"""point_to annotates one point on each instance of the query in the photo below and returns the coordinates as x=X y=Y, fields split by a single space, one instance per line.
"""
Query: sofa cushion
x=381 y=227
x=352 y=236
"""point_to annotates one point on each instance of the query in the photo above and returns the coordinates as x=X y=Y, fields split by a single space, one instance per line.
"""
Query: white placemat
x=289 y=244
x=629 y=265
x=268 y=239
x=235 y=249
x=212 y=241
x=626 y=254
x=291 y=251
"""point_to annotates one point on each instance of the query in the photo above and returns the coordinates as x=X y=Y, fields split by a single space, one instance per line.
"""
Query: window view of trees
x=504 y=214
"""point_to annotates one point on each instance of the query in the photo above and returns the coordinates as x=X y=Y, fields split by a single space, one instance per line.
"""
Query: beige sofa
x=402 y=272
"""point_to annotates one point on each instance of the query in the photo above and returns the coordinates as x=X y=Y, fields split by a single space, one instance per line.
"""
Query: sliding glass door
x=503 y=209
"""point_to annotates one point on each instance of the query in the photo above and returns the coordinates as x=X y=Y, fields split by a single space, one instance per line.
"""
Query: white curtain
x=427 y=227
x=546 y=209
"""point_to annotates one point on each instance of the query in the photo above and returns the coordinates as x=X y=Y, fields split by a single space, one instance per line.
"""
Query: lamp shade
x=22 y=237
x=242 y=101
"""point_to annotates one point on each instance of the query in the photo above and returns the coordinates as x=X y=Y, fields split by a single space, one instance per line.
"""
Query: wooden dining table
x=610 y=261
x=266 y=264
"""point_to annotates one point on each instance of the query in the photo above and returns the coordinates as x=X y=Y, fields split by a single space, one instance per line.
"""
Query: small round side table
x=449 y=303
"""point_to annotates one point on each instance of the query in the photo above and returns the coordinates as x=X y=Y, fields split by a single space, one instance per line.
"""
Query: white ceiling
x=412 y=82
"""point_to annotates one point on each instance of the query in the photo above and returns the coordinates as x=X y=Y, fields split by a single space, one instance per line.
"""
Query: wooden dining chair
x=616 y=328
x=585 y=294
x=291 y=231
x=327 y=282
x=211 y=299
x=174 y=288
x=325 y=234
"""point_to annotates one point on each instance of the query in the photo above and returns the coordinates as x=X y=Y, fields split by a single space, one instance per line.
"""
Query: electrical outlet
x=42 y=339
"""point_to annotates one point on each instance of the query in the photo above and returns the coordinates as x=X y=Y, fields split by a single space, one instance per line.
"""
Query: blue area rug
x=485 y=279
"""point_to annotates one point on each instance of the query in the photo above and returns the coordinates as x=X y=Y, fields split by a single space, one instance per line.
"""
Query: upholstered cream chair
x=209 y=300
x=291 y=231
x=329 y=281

--------

> The task
Output an exact copy of each record.

> Written response
"""point_to annotates one point on each instance of the query in the photo below and returns the coordinates as x=X y=Y, fields split by a single space, one instance per line.
"""
Query: sofa cushion
x=381 y=227
x=352 y=236
"""point_to annotates one point on each instance of the query in the photo above and returns the coordinates as x=X y=Y, fields split by a single space, one instance per line.
"""
Query: white placemat
x=289 y=244
x=629 y=265
x=268 y=239
x=235 y=249
x=212 y=241
x=626 y=254
x=291 y=251
"""point_to annotates one point on each instance of the query in the photo above and returns the coordinates as x=X y=Y, fields split by a single space, one instance per line.
"""
Query: window view of trees
x=504 y=214
"""point_to annotates one point on each instance of the query in the photo above and returns the coordinates as x=X y=Y, fields split by a single space, one instance per line.
"""
Query: beige sofa
x=402 y=272
"""point_to annotates one point on each instance of the query in the photo above and returns the coordinates as x=X y=Y, fields split by a single space, one instance per line.
"""
Query: sliding glass door
x=503 y=209
"""point_to annotates one point on each instance of the query in the photo above and returns the coordinates as x=X y=Y, fields split by a single space, one instance per line.
"""
Query: white curtain
x=427 y=227
x=546 y=209
"""point_to annotates one point on each instance of the query in the photo above and returns the coordinates as x=X y=Y, fields split by a single space, one instance per line.
"""
Query: lamp shade
x=22 y=237
x=242 y=101
"""point_to annotates one point on each instance of the query in the photo above and returns the coordinates as x=X y=Y, fields split by a single space, one instance per line.
"""
Query: wooden dining table
x=610 y=261
x=266 y=264
"""point_to annotates one point on each instance of the query in the photo above and returns the coordinates as x=X y=Y, fields split by a single space, one instance per line.
"""
Query: small round side table
x=449 y=303
"""point_to annotates one point on each instance of the query in the photo above and returns the coordinates as x=X y=Y, fields split by a single space, one instance per line.
"""
Query: white ceiling
x=412 y=82
"""point_to annotates one point on each instance of the query in the photo above and returns the coordinates as x=X y=Y, fields split by a single space, one instance per line.
"""
Query: wooden dining chair
x=616 y=328
x=585 y=294
x=291 y=231
x=327 y=282
x=211 y=299
x=174 y=288
x=325 y=234
"""point_to annotates one point on each instance of the query in the photo above and returns the coordinates as x=X y=Y, fields split by a single space, one instance per line.
"""
Query: electrical outlet
x=42 y=339
"""point_to annotates one point on each instance of the query in the photo above and returns the coordinates as x=X y=Y, fields split by a single space, one instance per line.
"""
Query: blue area rug
x=485 y=279
"""point_to annotates one point on each instance of the query in the photo above and returns the coordinates as x=X y=Y, fields split by a single space, one instance per line.
"""
Query: upholstered cream chair
x=209 y=300
x=291 y=231
x=329 y=281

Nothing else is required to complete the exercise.